Page excerpt
14 Extraordinary Cuttlefish Facts: The King of Camouflage

Despite their name, cuttlefish (also known as cuttles) are not fish. They are invertebrates and close relative to the octopus, squid, and nautilus. Those animals are the sea’s expert camouflagers and are among the most clever animals on the planet. You’ll be astounded when you learn more about the incredible cuttlefish facts listed below!

Scientific name:Sepiida
Phylum: Mollusca
Class: Cephalopoda
Order: Sepiida

1. Cuttlefish is the king of camouflage

Despite being colorblind, this creature is an expert at concealment. Cuttlefish camouflage in a variety of ways, including changing their color, pattern, texture, and even shape to imitate anything in their surroundings.

– They can change color to blend in with their environments

There’s a reason why they call cuttlefish the chameleon of the sea. They can change the color of their skin in less than one second to match their surroundings. They can even change the color to every colorful rock and coral they swim by.

And if that doesn’t impress you enough, check this out! The color they change is not only still but also moving. To do this, cuttles change color in fast rhythms, giving the illusion that there are color waves rolling across their bodies.

The attractive light show is a method of helping cuttles in catching prey.

So how do cuttlefish change colors? Cuttlefish skin has chromatophores which are pigment-producing cells and leucophores which are light-reflecting cells. And every square millimeter of the cuttlefish’s skin, there are about 200 of these cells.

Being closest to the surface is yellow pigment cells, followed by the red and the orange, then brown and black pigment cells, and finally the green and the blue (iridophores).

The pigment cells are surrounded by microscopic bands of muscle. And cuttles regulate the contraction of these muscles independently through brain signals, resulting in a specific hue on a specific area of the skin. Depending on how much these muscles flex and how much light the leucophores reflect, different levels of pigment will appear.

Annotated photo localization data

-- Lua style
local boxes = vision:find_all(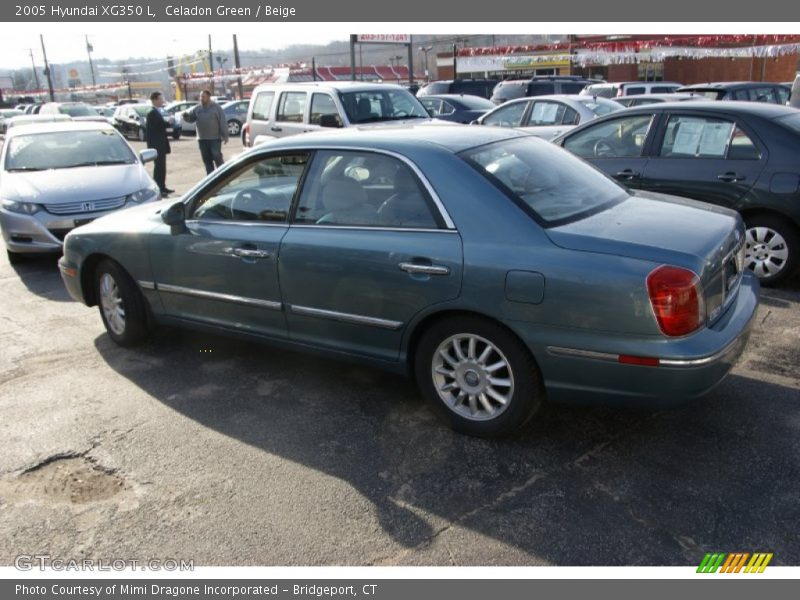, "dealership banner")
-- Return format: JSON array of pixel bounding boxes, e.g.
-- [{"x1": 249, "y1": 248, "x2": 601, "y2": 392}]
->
[{"x1": 0, "y1": 0, "x2": 800, "y2": 23}]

Requirement
How would you continue the cuttlefish article from its last sentence onward?

Answer box
A cuttlefish’s color may indicate its emotion. If the cuttlefish unexpectedly changes to black, it may feel furious, or frightening. They are trying to create a menacing image to scare away suspected predators. If it wants to tell a full story to other cuttles, it will show a simple color sequence.

– They can imitate objects in their environment

Cuttles may mimic the shape and texture of things around them in order to avoid predators. Their cousin octopus can do this too. Cuttles alter their texture by stretching or contracting microscopic bumps on their bodies called papillae, which allows them to better match the lumpy pebbles, sand, or other surfaces where they’re blending in.

Cephalopods are extremely soft and weak, and they avoid direct fights since they can cause scars on their bodies. This makes it difficult for the cuttles to use camouflage or show signals to one another.

To frighten off predators and catch more fish, the Pharaoh cuttlefish may transform into something mimicking a hermit crab. The others will utilize their camouflage to creep up on prey. By pretending to be a rock here or a piece of seaweed there, cuttles slowly approach the unfortunate prey (crab or fish) and quickly seize the prey with their two feeding tentacles and swallow it.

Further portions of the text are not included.